:: Opdrachten ::
1. Schrijf uit de geciteerde passage het stuk over van "Ter zitting heeft" tot en met "reeds verstreken periode.".
2. Beantwoord de volgende vragen aan de hand van de geciteerde passage.
(a) Welk gegeven vermeldde appellante per abuis onjuist in de aanvulling op de aanvraag?
(b) Van welke datum is het besluit van verweerder dat appellante pas begin oktober 2008 ontving?
(c) Waarom blijft appellante volgens haar uitspraak ter zitting belang houden bij een eventuele vernietiging van het bestreden besluit?

:: Geciteerde passage ::
****************************************

4. Het standpunt van appellante
Appellante stelt zich op het standpunt dat zij in de aanvulling op de aanvraag voor de S&O-verklaring per abuis een onjuist postbusnummer heeft vermeld. Appellante heeft de brief van 1 augustus 2008 en het besluit van 26 september 2008 van verweerder hierdoor pas begin oktober 2008 ontvangen. Wanneer telefonisch contact met haar was opgenomen, had deze situatie kunnen worden voorkomen en had zij de gevraagde ontbrekende gegevens tijdig kunnen aanleveren, aldus appellante. Zij wijst er in dit verband op dat in de brief van 1 augustus 2008 staat vermeld dat telefonisch contact zal worden opgenomen over het verstrekken van een S&O-verklaring op naam van de oprichters.
Ter zitting heeft appellante benadrukt dat zij bij een eventuele vernietiging van het bestreden besluit belang blijft houden, omdat een S&O-verklaring ook van nut is over een reeds verstreken periode.

****************************************

:: Verstrekte gegevens ::
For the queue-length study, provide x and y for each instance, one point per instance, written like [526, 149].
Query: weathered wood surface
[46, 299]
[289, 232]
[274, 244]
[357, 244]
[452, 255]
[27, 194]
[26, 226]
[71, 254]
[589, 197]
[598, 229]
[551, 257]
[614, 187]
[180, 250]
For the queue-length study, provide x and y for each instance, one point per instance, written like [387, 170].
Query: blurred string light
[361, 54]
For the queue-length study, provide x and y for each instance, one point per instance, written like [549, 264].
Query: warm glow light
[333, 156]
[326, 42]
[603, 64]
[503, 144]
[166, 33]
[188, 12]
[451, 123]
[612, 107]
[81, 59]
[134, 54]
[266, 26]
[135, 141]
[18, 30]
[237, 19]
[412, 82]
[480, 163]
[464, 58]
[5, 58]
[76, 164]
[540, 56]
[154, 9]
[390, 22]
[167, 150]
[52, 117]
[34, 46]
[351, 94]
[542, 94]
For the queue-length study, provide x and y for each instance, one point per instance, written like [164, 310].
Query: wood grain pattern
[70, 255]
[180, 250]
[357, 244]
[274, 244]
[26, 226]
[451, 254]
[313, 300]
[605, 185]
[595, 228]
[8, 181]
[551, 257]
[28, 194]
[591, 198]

****************************************

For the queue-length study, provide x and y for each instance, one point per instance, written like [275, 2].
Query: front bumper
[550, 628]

****************************************

:: Antwoorden per opdracht ::
1.
Ter zitting heeft appellante benadrukt dat zij bij een eventuele vernietiging van het bestreden besluit belang blijft houden, omdat een S&O-verklaring ook van nut is over een reeds verstreken periode.

2.
(a) Een postbusnummer.
(b) 26 september 2008.
(c) Omdat een S&O-verklaring ook van nut is over een reeds verstreken periode.